Retype the lines below, starting with the one containing "of the arched" and ending with the one containing "x=156 y=179", both included.

(Dataset rows)

•••

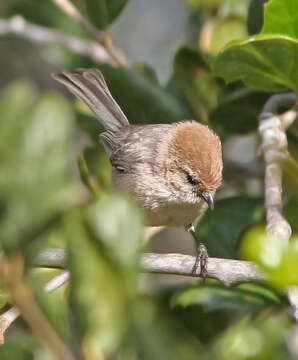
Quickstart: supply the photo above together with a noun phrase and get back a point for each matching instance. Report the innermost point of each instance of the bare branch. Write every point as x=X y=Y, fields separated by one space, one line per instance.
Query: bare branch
x=274 y=147
x=7 y=318
x=229 y=272
x=17 y=25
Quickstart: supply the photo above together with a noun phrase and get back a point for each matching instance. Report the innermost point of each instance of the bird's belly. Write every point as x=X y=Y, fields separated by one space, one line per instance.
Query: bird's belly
x=174 y=214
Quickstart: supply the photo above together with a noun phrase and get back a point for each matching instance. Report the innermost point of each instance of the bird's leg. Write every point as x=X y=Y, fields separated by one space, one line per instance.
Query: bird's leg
x=202 y=254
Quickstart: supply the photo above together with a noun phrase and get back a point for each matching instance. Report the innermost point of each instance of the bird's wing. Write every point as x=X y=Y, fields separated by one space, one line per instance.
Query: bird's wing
x=138 y=144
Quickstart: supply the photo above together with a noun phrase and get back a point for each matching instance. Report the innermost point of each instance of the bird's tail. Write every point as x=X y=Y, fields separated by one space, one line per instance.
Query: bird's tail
x=89 y=85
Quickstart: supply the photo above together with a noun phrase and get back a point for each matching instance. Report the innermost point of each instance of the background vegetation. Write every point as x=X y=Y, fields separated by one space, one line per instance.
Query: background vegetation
x=217 y=62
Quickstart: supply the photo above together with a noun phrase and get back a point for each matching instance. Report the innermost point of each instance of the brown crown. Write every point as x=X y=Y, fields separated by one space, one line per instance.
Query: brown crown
x=199 y=148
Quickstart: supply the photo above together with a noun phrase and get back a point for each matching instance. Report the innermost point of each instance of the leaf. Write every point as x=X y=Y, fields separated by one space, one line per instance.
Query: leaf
x=213 y=297
x=267 y=61
x=252 y=338
x=220 y=229
x=53 y=304
x=97 y=294
x=195 y=81
x=141 y=100
x=264 y=62
x=227 y=29
x=146 y=71
x=255 y=17
x=291 y=212
x=103 y=12
x=225 y=118
x=117 y=223
x=35 y=178
x=281 y=17
x=277 y=258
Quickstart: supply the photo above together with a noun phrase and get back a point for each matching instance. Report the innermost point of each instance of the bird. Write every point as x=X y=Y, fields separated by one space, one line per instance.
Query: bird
x=171 y=170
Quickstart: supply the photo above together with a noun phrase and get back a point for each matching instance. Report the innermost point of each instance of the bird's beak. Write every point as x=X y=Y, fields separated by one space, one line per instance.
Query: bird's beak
x=208 y=197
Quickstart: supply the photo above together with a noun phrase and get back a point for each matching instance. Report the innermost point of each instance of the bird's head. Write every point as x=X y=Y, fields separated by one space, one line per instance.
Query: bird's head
x=194 y=163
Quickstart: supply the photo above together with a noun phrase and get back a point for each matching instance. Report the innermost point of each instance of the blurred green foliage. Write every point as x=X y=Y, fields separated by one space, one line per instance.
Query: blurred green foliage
x=55 y=189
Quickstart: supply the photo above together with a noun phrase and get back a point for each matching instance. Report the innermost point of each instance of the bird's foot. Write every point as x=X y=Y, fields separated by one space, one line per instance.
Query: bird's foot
x=202 y=260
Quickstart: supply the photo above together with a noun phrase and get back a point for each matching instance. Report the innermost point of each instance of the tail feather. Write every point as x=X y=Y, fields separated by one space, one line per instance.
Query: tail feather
x=89 y=85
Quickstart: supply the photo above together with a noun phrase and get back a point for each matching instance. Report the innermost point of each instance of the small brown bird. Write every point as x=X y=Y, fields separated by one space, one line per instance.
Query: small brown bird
x=172 y=170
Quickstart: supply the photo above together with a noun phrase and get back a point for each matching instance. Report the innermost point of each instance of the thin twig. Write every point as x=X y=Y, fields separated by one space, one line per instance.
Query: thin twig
x=7 y=318
x=272 y=129
x=17 y=25
x=68 y=8
x=274 y=148
x=229 y=272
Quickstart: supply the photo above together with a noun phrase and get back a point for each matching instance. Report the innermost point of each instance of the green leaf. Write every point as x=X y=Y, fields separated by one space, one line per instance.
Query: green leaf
x=291 y=212
x=264 y=62
x=267 y=61
x=255 y=17
x=252 y=338
x=146 y=71
x=229 y=28
x=225 y=118
x=53 y=304
x=103 y=12
x=97 y=293
x=195 y=81
x=117 y=223
x=141 y=100
x=274 y=255
x=35 y=178
x=281 y=17
x=220 y=229
x=213 y=297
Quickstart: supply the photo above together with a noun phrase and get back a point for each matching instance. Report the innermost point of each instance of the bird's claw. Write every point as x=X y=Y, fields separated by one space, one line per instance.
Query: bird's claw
x=202 y=260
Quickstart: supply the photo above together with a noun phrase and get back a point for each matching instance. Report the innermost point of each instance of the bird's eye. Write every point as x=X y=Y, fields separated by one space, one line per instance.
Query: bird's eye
x=192 y=180
x=119 y=168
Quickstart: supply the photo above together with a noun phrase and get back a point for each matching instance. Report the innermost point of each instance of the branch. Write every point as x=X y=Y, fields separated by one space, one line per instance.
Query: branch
x=274 y=147
x=229 y=272
x=68 y=8
x=17 y=25
x=7 y=318
x=272 y=129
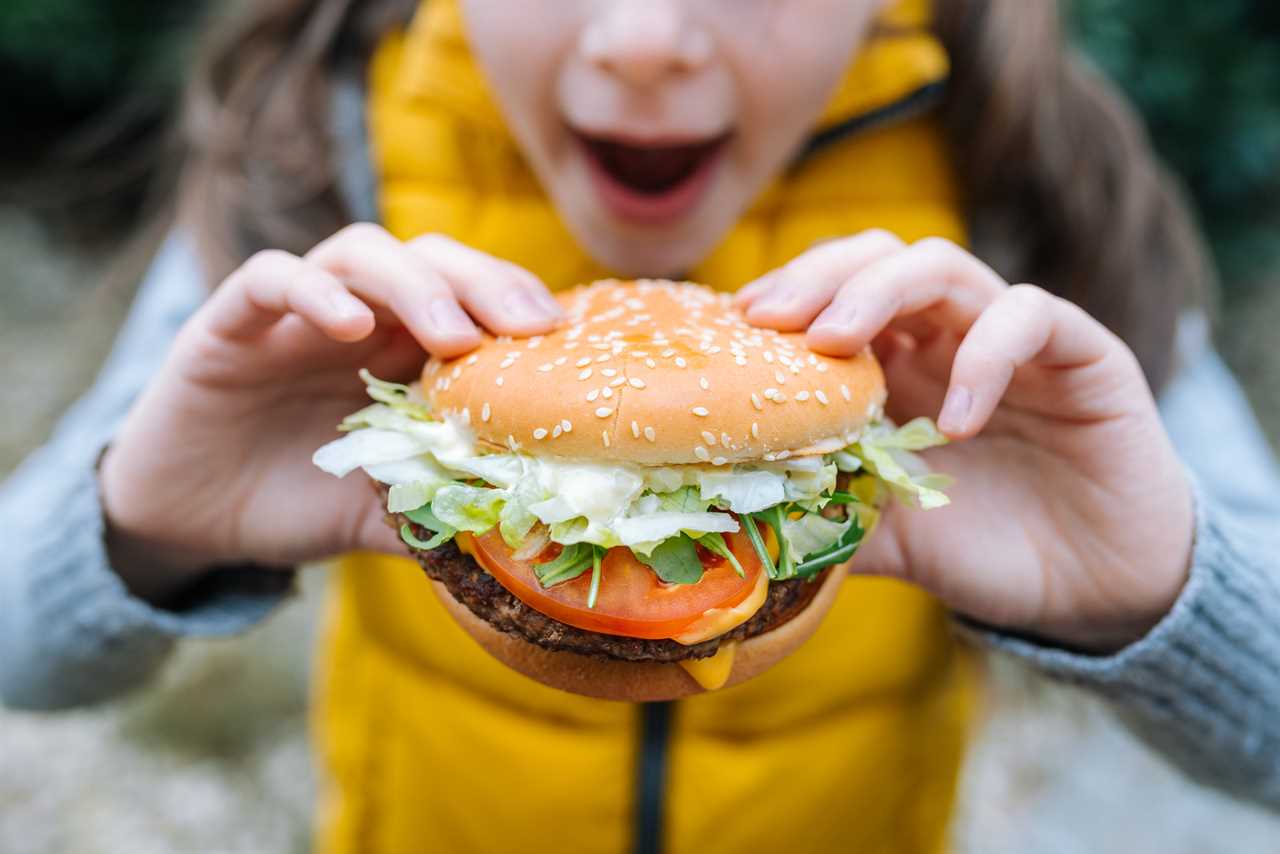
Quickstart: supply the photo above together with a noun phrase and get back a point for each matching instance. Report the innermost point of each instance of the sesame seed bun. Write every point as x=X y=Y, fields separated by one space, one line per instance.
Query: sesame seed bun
x=658 y=373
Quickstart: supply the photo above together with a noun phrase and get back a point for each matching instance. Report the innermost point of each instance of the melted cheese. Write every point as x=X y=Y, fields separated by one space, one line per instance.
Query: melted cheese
x=712 y=672
x=717 y=621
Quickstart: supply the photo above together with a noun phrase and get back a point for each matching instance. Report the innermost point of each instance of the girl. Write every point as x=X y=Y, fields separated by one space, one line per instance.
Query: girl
x=837 y=155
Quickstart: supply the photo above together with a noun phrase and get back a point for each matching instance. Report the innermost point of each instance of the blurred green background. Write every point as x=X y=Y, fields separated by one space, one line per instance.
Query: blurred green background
x=214 y=757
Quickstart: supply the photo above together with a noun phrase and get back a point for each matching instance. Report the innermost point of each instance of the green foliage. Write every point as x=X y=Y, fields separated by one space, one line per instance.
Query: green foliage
x=1206 y=77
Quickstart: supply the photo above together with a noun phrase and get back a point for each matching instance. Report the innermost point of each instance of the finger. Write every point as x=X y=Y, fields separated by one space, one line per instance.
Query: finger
x=933 y=274
x=504 y=297
x=380 y=269
x=274 y=283
x=1025 y=325
x=790 y=297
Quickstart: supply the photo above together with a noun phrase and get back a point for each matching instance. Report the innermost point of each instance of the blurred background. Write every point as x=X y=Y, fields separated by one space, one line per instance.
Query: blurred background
x=214 y=757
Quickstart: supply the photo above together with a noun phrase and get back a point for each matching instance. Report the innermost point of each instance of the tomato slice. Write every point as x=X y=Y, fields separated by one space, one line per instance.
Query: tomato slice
x=632 y=601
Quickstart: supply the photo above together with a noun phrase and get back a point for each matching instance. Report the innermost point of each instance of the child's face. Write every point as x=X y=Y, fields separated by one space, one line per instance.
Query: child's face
x=654 y=123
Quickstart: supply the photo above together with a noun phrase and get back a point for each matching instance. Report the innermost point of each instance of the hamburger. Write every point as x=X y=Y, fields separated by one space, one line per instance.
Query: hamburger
x=652 y=501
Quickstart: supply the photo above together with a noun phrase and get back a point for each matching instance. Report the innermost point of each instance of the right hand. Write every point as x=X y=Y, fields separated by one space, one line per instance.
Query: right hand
x=213 y=465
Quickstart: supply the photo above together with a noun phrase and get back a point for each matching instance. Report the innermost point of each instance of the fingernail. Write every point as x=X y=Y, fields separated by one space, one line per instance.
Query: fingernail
x=955 y=410
x=346 y=306
x=449 y=318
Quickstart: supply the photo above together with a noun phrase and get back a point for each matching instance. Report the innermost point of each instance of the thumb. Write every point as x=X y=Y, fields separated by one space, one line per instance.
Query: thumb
x=881 y=551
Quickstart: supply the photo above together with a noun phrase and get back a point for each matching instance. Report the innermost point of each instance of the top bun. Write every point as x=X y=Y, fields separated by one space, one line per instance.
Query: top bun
x=658 y=373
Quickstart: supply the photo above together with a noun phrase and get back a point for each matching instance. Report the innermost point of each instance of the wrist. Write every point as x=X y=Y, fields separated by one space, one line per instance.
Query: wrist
x=152 y=566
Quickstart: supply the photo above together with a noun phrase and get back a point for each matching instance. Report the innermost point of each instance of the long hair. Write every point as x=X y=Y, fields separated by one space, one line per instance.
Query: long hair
x=1061 y=187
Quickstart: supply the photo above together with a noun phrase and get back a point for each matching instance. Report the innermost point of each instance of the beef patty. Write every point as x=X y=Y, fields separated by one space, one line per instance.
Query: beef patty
x=488 y=599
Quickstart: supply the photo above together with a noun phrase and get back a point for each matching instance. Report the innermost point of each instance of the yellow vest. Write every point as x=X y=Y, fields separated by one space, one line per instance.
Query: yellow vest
x=851 y=744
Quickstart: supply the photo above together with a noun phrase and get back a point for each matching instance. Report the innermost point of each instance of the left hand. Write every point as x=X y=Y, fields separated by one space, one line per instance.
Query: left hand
x=1072 y=516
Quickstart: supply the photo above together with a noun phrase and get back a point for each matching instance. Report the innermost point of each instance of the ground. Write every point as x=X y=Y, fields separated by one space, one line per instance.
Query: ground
x=214 y=757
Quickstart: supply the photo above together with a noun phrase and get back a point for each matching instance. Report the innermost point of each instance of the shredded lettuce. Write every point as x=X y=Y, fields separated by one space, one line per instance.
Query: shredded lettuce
x=886 y=453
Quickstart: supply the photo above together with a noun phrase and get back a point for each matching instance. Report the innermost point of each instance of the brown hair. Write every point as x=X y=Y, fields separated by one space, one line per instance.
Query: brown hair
x=1061 y=186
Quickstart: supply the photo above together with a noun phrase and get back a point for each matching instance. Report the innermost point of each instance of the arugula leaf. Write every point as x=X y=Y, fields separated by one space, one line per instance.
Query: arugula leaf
x=597 y=557
x=837 y=552
x=675 y=561
x=567 y=566
x=716 y=543
x=762 y=551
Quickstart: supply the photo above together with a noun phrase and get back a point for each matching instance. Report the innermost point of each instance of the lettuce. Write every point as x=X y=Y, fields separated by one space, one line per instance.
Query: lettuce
x=467 y=508
x=812 y=533
x=886 y=453
x=743 y=492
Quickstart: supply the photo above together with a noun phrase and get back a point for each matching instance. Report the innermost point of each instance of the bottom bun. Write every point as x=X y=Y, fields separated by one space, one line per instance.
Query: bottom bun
x=641 y=681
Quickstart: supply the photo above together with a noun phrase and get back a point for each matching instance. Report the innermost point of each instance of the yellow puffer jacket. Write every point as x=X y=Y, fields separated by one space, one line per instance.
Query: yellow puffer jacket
x=851 y=744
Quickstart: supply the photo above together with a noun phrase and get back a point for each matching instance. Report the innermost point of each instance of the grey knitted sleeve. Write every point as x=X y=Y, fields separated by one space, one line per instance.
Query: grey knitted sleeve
x=1203 y=686
x=69 y=631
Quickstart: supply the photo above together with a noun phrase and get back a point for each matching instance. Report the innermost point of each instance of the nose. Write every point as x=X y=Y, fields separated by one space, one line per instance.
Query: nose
x=643 y=41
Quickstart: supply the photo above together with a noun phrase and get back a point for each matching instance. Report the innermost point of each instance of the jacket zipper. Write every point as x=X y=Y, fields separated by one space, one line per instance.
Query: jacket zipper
x=652 y=776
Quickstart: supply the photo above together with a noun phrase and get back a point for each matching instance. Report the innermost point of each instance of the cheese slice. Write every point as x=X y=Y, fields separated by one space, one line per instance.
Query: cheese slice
x=712 y=672
x=717 y=621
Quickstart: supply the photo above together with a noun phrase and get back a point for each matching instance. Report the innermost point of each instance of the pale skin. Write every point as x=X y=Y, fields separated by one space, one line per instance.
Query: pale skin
x=1072 y=517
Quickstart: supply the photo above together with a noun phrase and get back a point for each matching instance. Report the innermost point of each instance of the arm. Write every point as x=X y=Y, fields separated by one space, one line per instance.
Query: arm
x=69 y=630
x=1203 y=686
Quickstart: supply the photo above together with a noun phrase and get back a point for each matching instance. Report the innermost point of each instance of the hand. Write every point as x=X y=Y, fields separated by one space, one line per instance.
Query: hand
x=1070 y=517
x=214 y=461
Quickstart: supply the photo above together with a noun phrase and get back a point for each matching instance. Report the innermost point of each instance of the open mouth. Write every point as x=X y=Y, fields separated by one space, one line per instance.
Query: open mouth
x=652 y=182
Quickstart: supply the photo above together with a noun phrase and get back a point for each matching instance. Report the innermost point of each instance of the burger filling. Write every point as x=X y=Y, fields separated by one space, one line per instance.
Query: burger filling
x=585 y=524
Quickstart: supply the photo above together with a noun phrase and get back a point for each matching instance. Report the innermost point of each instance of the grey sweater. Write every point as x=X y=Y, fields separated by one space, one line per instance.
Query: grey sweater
x=1203 y=685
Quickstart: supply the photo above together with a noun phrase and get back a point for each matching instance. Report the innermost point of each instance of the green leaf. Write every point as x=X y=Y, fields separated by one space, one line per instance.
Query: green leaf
x=714 y=543
x=567 y=566
x=762 y=551
x=839 y=552
x=675 y=561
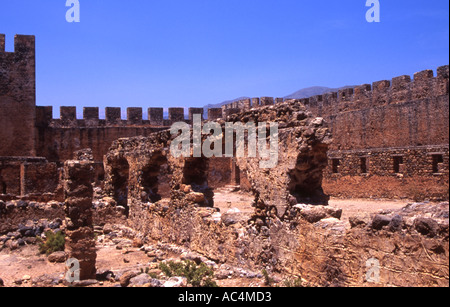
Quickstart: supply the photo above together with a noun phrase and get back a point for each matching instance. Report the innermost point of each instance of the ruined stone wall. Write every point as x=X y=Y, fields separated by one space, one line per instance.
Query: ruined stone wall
x=410 y=245
x=375 y=124
x=17 y=97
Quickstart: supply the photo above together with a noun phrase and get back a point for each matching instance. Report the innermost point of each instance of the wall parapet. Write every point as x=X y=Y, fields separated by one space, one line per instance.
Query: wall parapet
x=113 y=117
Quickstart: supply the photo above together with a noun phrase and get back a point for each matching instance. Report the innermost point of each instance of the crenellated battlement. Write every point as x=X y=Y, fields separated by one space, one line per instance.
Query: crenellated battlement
x=113 y=117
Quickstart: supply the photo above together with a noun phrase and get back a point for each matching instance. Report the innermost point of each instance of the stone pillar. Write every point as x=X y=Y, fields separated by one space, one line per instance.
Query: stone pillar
x=78 y=192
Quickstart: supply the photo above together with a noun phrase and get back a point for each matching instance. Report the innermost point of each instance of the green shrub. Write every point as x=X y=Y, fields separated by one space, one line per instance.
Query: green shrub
x=196 y=275
x=54 y=242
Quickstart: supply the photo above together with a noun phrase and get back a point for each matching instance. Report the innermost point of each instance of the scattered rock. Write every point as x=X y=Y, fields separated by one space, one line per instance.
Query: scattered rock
x=137 y=242
x=144 y=280
x=84 y=283
x=104 y=275
x=126 y=277
x=357 y=222
x=176 y=282
x=396 y=223
x=46 y=281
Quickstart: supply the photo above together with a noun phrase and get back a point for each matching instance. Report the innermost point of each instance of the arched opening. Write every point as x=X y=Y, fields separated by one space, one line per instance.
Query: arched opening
x=120 y=175
x=156 y=179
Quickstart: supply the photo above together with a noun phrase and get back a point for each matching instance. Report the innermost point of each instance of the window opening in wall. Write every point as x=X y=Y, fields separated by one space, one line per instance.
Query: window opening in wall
x=398 y=162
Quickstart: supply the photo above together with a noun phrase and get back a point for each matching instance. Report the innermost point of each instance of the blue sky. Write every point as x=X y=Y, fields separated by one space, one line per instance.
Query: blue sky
x=169 y=53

•••

▶ **Exercise output**
Quickstart: supply the photo above together with a noun phrase and get back a point for each matching instance. Report the innermost point of each instance of the arched opening. Write every point as x=X y=Y, fields separated by one space, one line per instance.
Query: arched opening
x=120 y=175
x=156 y=179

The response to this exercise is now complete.